# YOUR INSTRUCTIONS
Could you swap each occurrence of "integer pixel coordinates" for "whole-number pixel coordinates" throughout the material below and leave everything else unchanged?

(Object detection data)
* * * * *

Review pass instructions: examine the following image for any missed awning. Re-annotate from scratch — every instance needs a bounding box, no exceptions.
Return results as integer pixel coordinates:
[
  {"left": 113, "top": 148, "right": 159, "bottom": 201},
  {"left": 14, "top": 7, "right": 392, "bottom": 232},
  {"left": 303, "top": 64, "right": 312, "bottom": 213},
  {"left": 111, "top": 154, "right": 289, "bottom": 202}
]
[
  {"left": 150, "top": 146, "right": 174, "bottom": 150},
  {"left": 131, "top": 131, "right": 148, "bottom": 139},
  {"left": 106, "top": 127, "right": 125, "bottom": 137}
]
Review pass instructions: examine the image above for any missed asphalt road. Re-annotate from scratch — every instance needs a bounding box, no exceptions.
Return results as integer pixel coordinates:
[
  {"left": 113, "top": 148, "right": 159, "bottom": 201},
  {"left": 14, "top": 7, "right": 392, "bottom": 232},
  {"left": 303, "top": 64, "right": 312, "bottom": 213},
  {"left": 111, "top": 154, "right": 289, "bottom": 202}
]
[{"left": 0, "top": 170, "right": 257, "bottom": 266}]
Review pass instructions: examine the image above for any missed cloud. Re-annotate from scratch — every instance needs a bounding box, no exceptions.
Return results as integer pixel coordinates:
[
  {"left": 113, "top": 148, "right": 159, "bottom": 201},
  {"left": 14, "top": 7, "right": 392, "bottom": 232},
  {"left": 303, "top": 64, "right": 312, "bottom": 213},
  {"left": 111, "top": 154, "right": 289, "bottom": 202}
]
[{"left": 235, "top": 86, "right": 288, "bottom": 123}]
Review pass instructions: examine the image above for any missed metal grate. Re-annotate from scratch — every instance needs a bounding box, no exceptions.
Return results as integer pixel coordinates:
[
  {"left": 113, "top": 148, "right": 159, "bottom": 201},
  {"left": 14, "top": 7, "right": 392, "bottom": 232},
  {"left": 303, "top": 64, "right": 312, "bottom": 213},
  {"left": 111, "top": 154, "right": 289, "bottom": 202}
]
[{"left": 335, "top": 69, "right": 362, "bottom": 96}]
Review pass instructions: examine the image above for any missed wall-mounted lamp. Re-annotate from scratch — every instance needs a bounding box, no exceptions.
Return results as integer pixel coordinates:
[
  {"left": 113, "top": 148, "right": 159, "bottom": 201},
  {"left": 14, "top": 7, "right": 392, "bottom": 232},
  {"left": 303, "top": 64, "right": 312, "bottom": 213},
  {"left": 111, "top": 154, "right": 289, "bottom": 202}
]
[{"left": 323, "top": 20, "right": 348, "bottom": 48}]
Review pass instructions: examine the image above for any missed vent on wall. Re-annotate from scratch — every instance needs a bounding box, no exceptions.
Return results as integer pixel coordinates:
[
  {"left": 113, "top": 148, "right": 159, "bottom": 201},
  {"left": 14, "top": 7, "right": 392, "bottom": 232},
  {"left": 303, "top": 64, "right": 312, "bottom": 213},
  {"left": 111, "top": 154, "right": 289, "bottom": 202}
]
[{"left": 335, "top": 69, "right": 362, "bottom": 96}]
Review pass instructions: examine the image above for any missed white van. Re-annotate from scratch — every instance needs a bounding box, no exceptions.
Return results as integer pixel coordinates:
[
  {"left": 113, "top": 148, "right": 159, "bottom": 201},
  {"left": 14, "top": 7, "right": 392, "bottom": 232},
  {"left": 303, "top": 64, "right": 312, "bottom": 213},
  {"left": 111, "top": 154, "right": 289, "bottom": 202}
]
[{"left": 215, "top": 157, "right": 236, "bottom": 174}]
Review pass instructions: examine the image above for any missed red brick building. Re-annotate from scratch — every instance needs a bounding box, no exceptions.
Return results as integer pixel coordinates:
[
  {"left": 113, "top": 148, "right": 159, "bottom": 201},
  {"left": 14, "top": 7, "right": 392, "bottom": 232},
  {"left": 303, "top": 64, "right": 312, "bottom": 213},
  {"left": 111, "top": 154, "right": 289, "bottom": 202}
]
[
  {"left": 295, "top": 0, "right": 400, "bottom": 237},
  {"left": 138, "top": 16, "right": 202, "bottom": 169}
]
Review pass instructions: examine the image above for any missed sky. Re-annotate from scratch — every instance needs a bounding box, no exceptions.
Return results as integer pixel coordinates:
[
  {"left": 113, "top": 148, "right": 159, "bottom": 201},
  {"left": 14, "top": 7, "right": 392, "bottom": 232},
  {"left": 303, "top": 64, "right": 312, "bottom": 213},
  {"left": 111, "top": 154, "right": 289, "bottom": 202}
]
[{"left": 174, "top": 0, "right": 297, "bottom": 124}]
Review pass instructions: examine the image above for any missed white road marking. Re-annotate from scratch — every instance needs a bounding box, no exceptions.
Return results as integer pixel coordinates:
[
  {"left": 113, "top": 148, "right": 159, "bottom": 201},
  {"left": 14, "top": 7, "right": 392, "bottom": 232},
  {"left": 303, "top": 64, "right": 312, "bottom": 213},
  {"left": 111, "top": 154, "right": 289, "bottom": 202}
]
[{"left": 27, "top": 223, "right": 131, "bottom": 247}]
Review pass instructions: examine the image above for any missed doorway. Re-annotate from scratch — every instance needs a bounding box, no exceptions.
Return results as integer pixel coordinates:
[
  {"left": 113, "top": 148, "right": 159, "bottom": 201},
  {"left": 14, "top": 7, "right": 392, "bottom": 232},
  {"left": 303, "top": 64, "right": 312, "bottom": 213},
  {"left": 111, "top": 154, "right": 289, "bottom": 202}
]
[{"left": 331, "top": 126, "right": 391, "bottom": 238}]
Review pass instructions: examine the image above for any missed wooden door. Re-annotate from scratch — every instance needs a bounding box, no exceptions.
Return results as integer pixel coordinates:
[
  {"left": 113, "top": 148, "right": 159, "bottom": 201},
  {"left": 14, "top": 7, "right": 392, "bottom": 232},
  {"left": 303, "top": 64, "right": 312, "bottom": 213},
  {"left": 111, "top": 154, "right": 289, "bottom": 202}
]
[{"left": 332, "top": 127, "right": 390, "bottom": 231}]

* * * * *

# RESULT
Review pass instructions: examine the following image for any missed awning. Re-annotate from scratch — every instance needs a bounding box, no exceptions.
Return results as whole-number pixel coordinates:
[
  {"left": 113, "top": 148, "right": 159, "bottom": 201},
  {"left": 14, "top": 7, "right": 392, "bottom": 232},
  {"left": 303, "top": 64, "right": 312, "bottom": 213},
  {"left": 111, "top": 154, "right": 289, "bottom": 202}
]
[
  {"left": 150, "top": 146, "right": 174, "bottom": 150},
  {"left": 131, "top": 131, "right": 148, "bottom": 139},
  {"left": 106, "top": 127, "right": 125, "bottom": 137}
]
Review pass instructions: examine the image above for any missed asphalt road. Re-annotate from scratch — every instance needs a bounding box, no exceptions.
Return results as whole-number pixel coordinates:
[
  {"left": 113, "top": 148, "right": 159, "bottom": 201},
  {"left": 14, "top": 7, "right": 392, "bottom": 232},
  {"left": 303, "top": 64, "right": 312, "bottom": 213},
  {"left": 111, "top": 154, "right": 289, "bottom": 202}
]
[{"left": 0, "top": 170, "right": 257, "bottom": 266}]
Review pass instructions: examine the image above for any missed cloud. Re-annotate from scratch — every instance needs a bounding box, no exceptions.
Return results as whole-number pixel coordinates:
[
  {"left": 113, "top": 148, "right": 159, "bottom": 201},
  {"left": 14, "top": 7, "right": 392, "bottom": 232},
  {"left": 303, "top": 64, "right": 312, "bottom": 213},
  {"left": 111, "top": 154, "right": 289, "bottom": 202}
]
[{"left": 235, "top": 86, "right": 288, "bottom": 123}]
Review pass instructions: examine the image above for any missed metal grate. Re-annotate from scratch — every instance needs a bounding box, no exceptions.
Return results as whole-number pixel coordinates:
[
  {"left": 113, "top": 148, "right": 159, "bottom": 201},
  {"left": 14, "top": 7, "right": 392, "bottom": 232},
  {"left": 303, "top": 64, "right": 312, "bottom": 213},
  {"left": 111, "top": 154, "right": 289, "bottom": 202}
]
[{"left": 335, "top": 69, "right": 362, "bottom": 96}]
Review pass instructions: examine the image above for any missed wall-mounted lamp. Re-annotate from scratch — every instance needs a bounding box, no exceptions.
Return results as whole-number pixel coordinates:
[
  {"left": 113, "top": 148, "right": 159, "bottom": 201},
  {"left": 14, "top": 7, "right": 392, "bottom": 232},
  {"left": 303, "top": 64, "right": 312, "bottom": 213},
  {"left": 111, "top": 154, "right": 289, "bottom": 202}
]
[{"left": 323, "top": 20, "right": 348, "bottom": 48}]
Review pass instructions: examine the image above for any missed vent on wall. Re-annotate from scratch — every instance needs a bounding box, no exceptions.
Return results as whole-number pixel coordinates:
[
  {"left": 113, "top": 148, "right": 159, "bottom": 201},
  {"left": 14, "top": 7, "right": 392, "bottom": 232},
  {"left": 303, "top": 64, "right": 312, "bottom": 213},
  {"left": 111, "top": 154, "right": 289, "bottom": 202}
]
[{"left": 335, "top": 69, "right": 362, "bottom": 96}]
Review pass instructions: examine the image above for any missed white van. Re-annotate from scratch — every instance needs a bounding box, no exceptions.
Return results as whole-number pixel coordinates:
[
  {"left": 113, "top": 148, "right": 159, "bottom": 201},
  {"left": 14, "top": 7, "right": 392, "bottom": 232},
  {"left": 303, "top": 64, "right": 312, "bottom": 213},
  {"left": 111, "top": 154, "right": 289, "bottom": 202}
]
[{"left": 215, "top": 157, "right": 236, "bottom": 174}]
Review pass instructions: examine the image above for any missed red brick building. Re-annotate from scratch — every instance needs a bounding box, no exceptions.
Return results as whole-number pixel coordinates:
[
  {"left": 113, "top": 148, "right": 159, "bottom": 201},
  {"left": 14, "top": 7, "right": 392, "bottom": 232},
  {"left": 303, "top": 64, "right": 312, "bottom": 213},
  {"left": 111, "top": 154, "right": 289, "bottom": 202}
]
[
  {"left": 295, "top": 0, "right": 400, "bottom": 237},
  {"left": 138, "top": 16, "right": 202, "bottom": 169}
]
Review pass instructions: examine the image above for any missed sky. Re-annotate from scratch — every instance needs a bounding box, no exceptions.
Return results as whole-number pixel coordinates:
[
  {"left": 113, "top": 148, "right": 159, "bottom": 201},
  {"left": 14, "top": 7, "right": 392, "bottom": 232},
  {"left": 303, "top": 64, "right": 312, "bottom": 213},
  {"left": 111, "top": 154, "right": 289, "bottom": 202}
]
[{"left": 174, "top": 0, "right": 297, "bottom": 124}]
Review pass instructions: examine the image above for any missed white road marking. Re-annotate from scratch — every instance needs a bounding box, no exceptions.
Return results as whole-number pixel coordinates:
[
  {"left": 113, "top": 148, "right": 159, "bottom": 201},
  {"left": 14, "top": 7, "right": 392, "bottom": 232},
  {"left": 303, "top": 64, "right": 312, "bottom": 213},
  {"left": 111, "top": 154, "right": 289, "bottom": 202}
]
[{"left": 27, "top": 223, "right": 131, "bottom": 247}]
Review pass instructions: examine the image above for any missed doorway. Re-annotate from scratch — every instance needs a bounding box, no exceptions.
Return results as whole-number pixel coordinates:
[
  {"left": 113, "top": 148, "right": 159, "bottom": 201},
  {"left": 14, "top": 7, "right": 392, "bottom": 232},
  {"left": 303, "top": 64, "right": 312, "bottom": 213},
  {"left": 111, "top": 154, "right": 289, "bottom": 202}
]
[{"left": 331, "top": 126, "right": 391, "bottom": 238}]
Review pass instructions: examine the image above for any missed wooden door. Re-annotate from scratch — every instance needs a bounding box, no exceptions.
Return results as whole-number pixel coordinates:
[
  {"left": 113, "top": 148, "right": 159, "bottom": 201},
  {"left": 14, "top": 7, "right": 392, "bottom": 232},
  {"left": 303, "top": 64, "right": 312, "bottom": 213},
  {"left": 111, "top": 154, "right": 289, "bottom": 202}
]
[{"left": 332, "top": 127, "right": 390, "bottom": 231}]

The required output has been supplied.